*Aim of the task*:
Nothing more is wanted than an exact repeat of the data below.

*Records for this exercise*:

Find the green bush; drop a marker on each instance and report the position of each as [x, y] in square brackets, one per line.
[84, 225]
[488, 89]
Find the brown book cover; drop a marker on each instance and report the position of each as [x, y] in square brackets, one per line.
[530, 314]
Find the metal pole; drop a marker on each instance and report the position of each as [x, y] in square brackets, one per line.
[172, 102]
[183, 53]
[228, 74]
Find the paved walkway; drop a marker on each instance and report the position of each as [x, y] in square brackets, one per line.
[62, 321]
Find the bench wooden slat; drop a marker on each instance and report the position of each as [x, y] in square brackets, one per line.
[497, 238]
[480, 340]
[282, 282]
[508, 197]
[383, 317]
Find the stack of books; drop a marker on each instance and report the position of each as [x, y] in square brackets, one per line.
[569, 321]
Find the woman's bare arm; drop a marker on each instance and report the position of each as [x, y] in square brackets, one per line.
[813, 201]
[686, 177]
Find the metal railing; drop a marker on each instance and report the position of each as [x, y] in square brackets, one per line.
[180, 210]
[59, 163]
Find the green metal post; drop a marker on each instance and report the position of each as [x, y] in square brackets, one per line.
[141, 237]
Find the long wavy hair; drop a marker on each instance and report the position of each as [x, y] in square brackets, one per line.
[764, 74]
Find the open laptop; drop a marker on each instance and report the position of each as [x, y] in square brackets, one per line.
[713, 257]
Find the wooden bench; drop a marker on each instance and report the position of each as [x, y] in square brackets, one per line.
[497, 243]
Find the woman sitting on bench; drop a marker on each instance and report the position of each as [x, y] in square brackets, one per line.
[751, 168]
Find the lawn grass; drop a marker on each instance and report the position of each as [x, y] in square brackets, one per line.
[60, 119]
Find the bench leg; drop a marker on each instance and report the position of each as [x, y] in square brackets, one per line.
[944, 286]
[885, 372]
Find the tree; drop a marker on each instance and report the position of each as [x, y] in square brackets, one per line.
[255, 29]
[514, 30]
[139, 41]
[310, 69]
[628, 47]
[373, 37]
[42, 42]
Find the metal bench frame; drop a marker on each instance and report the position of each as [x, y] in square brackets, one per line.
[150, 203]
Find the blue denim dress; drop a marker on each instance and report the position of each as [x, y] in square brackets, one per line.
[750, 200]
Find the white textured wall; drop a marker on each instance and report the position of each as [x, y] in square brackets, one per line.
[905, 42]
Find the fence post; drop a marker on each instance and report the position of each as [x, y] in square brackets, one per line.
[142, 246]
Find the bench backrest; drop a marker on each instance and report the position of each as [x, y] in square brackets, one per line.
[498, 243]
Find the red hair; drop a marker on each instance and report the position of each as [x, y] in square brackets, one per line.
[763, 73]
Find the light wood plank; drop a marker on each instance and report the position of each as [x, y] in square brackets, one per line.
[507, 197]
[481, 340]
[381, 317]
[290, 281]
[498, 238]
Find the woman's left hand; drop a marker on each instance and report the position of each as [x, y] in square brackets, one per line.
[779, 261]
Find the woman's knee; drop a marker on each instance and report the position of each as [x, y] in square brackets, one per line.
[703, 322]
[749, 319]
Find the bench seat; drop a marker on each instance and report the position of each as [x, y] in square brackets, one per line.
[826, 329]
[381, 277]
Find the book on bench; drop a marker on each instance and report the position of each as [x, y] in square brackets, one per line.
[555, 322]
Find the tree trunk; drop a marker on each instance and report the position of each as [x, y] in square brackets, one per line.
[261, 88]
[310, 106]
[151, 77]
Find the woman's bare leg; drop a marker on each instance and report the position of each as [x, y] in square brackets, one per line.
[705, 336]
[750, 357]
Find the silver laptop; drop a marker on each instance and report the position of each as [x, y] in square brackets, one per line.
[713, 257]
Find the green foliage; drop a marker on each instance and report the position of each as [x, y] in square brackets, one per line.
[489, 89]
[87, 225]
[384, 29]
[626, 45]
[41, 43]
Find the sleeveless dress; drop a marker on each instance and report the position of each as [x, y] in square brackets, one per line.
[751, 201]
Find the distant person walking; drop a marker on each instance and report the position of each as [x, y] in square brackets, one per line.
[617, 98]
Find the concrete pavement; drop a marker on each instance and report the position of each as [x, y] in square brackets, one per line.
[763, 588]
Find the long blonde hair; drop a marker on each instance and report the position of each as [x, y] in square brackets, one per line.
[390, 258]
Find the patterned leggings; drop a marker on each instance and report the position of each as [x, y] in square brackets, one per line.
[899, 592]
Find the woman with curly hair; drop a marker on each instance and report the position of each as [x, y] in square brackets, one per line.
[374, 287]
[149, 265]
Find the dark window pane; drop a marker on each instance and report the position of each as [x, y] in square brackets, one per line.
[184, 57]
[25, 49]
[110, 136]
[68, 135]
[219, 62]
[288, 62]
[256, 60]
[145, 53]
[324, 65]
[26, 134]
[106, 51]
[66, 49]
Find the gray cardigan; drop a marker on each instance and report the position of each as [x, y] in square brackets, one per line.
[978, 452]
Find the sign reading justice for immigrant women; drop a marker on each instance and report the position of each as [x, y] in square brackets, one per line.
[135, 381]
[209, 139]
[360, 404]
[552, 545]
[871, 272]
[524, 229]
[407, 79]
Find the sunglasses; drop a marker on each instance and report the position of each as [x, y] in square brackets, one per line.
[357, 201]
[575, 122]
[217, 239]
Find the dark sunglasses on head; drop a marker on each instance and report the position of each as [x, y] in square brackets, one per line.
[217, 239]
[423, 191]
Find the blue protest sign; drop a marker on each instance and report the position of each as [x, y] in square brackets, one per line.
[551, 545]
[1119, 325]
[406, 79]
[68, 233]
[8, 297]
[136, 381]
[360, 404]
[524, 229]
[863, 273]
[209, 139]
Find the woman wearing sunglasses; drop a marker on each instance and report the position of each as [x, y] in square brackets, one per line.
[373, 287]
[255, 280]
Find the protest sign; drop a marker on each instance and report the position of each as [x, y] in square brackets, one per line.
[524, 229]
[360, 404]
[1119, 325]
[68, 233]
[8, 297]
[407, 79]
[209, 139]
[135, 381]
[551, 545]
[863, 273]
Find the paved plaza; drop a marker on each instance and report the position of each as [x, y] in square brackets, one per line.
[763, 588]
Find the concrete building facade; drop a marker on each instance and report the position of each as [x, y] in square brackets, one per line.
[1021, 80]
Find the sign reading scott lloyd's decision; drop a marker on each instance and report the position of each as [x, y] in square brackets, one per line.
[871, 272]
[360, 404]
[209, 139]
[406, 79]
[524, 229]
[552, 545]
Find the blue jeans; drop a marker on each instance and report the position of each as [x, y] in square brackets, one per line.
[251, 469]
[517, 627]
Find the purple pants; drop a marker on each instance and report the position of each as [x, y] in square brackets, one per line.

*Result for this exercise*:
Find the green bush; drop a marker on each instance and report the position of each as [x, y] in square brackets, one per line.
[84, 225]
[488, 89]
Find the brown book cover; drop a marker on each instance and report the position of each as [x, y] in square brackets, one per line.
[530, 314]
Find the metal pole; drop a marker on each instance and report the position of each as [x, y] in square brackets, one per line.
[172, 102]
[183, 53]
[228, 74]
Find the paved walkway; drop a marker on each instance and report the position of each as [x, y] in square brackets, one per line.
[62, 321]
Find the bench wooden slat; drop a marker on each instance and report the position of each as [x, y] in square brackets, one per line.
[497, 238]
[480, 340]
[282, 282]
[508, 197]
[383, 317]
Find the stack of books; drop a marker on each instance and report the position of each as [x, y] in square brackets, one per line.
[569, 321]
Find the woman's bare arm; drop a marker on each instance and report the position of each as [x, y] in square brackets, one per line.
[813, 201]
[686, 177]
Find the metal railing; drop a marker on each instance and report the position of each as [x, y] in square brackets, one per line.
[180, 210]
[59, 163]
Find the green metal post; drop a marker on each instance and report the position of each as [x, y] in square brackets, one per line.
[141, 237]
Find the long wavy hair; drop a marker on each instance and report the position of each as [x, y] in square brackets, one per line.
[764, 74]
Find the open laptop; drop a marker on each instance and report the position of each as [x, y] in square brackets, one per line.
[713, 257]
Find the wooden bench; drop a marker on each instance and report the position of each as [x, y] in square brackets, one per line.
[497, 243]
Find the woman sitting on bench; drop a marker on each instance and report the position of each as [x, y] in square brackets, one per line.
[751, 168]
Find the lawn grass; drop a marker on each instance and report the position of each as [x, y] in square brackets, one per line.
[60, 119]
Find the bench leg; drop a marker on each instance and report the position of each as [x, y] in square brackets, one per line.
[944, 286]
[885, 372]
Find the tree; drop a marker on each instance and report the position of each as [x, y] in square brackets, one per line.
[255, 29]
[514, 30]
[139, 41]
[310, 69]
[628, 47]
[373, 37]
[42, 42]
Find the metal bench frame; drop a marker on each instance and report the position of each as [x, y] in square brackets, one per line.
[150, 203]
Find the blue denim dress; drop a marker on each instance and report the position of each as [x, y] in square brackets, one per line.
[750, 200]
Find the white textured wall; drop a marker on each instance and report the position of each as [x, y] in square brackets, one per line.
[905, 42]
Find the fence post; drop a marker on each instance and report the position of each as [x, y] in square brackets, one per line.
[142, 246]
Find the bench backrest; drop a marker on each instance and report the position of each as [x, y] in square brackets, one per line.
[498, 243]
Find the red hair; drop a marker on each instance and report the position of each as [x, y] in square brackets, one per line.
[763, 73]
Find the light wood plank; drop a marker on each instance and report the position of each as [x, y] in square brackets, one per line.
[507, 197]
[481, 340]
[381, 317]
[290, 281]
[498, 238]
Find the woman's left hand; drop a marker on each instance and report the position of each as [x, y] in square brackets, one per line.
[779, 261]
Find the woman's knee; drop a marker on each instance and report the position of each as [x, y] in square brackets, one per line.
[703, 322]
[749, 319]
Find the bench seat; drop a marker on each instance and report the position of each as [x, y] in square brackets, one per line.
[826, 329]
[381, 277]
Find the book on bench; drop a marker on each instance and report the position of each as [x, y] in square brackets, one per line.
[555, 322]
Find the tree trunk; drop a marker on each instance and report the position of each as [x, y] in square brackets, one per line.
[261, 88]
[310, 106]
[151, 77]
Find the woman's bare leg; drop a marker on each instance and report the position of each as [x, y] in square brackets, one per line.
[705, 336]
[750, 357]
Find the silver laptop; drop a marker on each instance and report the position of each as [x, y] in square brackets, one per line.
[713, 257]
Find the green foliage; drop a marker on each instance and report the position of each as [x, y] in square brackets, one per line.
[489, 89]
[87, 225]
[384, 29]
[626, 45]
[41, 43]
Find the sleeveless dress; drop a marker on each instance and report the position of each as [x, y] in square brackets, one per line.
[751, 201]
Find the distant person walking; drop a marker on each instance and report the position of each as [x, y] in square brackets, one per line.
[617, 98]
Find the concrete pavement; drop a marker on each instance and report the position of each as [x, y] in square brackets, one per line.
[763, 588]
Find the long blonde hair; drop a marker on each instance and report the position of each as [x, y] in square brackets, one per line.
[390, 258]
Find the patterned leggings; drop a marker on each instance and report the position of each as [x, y] in square brackets, one per line.
[899, 592]
Find the woman with curly hair; drop a marker on each instance and report the position of each as [x, y] in square brackets, one per line.
[374, 287]
[149, 265]
Find the dark window pane; drop a marker on each instance and report the position of each as [x, y] in square brackets, one per line.
[184, 57]
[25, 49]
[110, 136]
[68, 135]
[219, 62]
[288, 62]
[256, 60]
[145, 53]
[324, 65]
[26, 134]
[106, 51]
[66, 49]
Find the gray cardigan; drop a marker on each instance and report the position of each as [x, y] in square brackets, one per line.
[978, 452]
Find the sign reading justice for immigrant women; drop a marker on each instance and report the position of each as [x, y] in square brackets, one per line.
[135, 381]
[209, 139]
[360, 404]
[552, 545]
[871, 272]
[524, 229]
[407, 79]
Find the sunglasses; drop a marker on each instance and report the position of each as [x, y] in square brackets, one per line.
[357, 201]
[575, 122]
[217, 239]
Find the dark sunglasses on head; drop a marker on each instance and report the position of each as [x, y] in square brackets, one per line.
[217, 239]
[423, 191]
Find the blue protest sign; drop a marker on each instance and report the position of each as [x, y] in square brackets, one per line.
[551, 545]
[1119, 325]
[406, 79]
[68, 233]
[8, 297]
[136, 381]
[360, 404]
[524, 229]
[863, 273]
[209, 139]
Find the woman wearing sunglasses; drop a marker on each instance and report the position of each as [x, y] in square brackets, one per line.
[373, 287]
[255, 280]
Find the protest sign; drop a marker on each instance and report the position of each as [x, y] in square brackets, one per line.
[524, 229]
[360, 404]
[1119, 325]
[68, 233]
[8, 297]
[407, 79]
[209, 139]
[135, 381]
[551, 545]
[863, 273]
Find the paved plaza; drop a marker on each instance and report the position of each as [x, y] in square brackets, one per line.
[763, 588]
Find the concrete building facade; drop a marker on each instance and report the position of each as [x, y] in square brackets, one per line.
[1021, 80]
Find the sign reading scott lloyd's decision; drop a marker on each instance and report the position of each as [x, y] in square brackets, one per line.
[871, 272]
[360, 404]
[209, 139]
[406, 79]
[524, 229]
[552, 545]
Find the blue jeans; drop a marker on each instance and report the position of each as [x, y] in square brackets, one per line.
[251, 469]
[517, 627]
Find the purple pants; drop a marker on each instance and report the position of each as [x, y] in square brackets, one per line.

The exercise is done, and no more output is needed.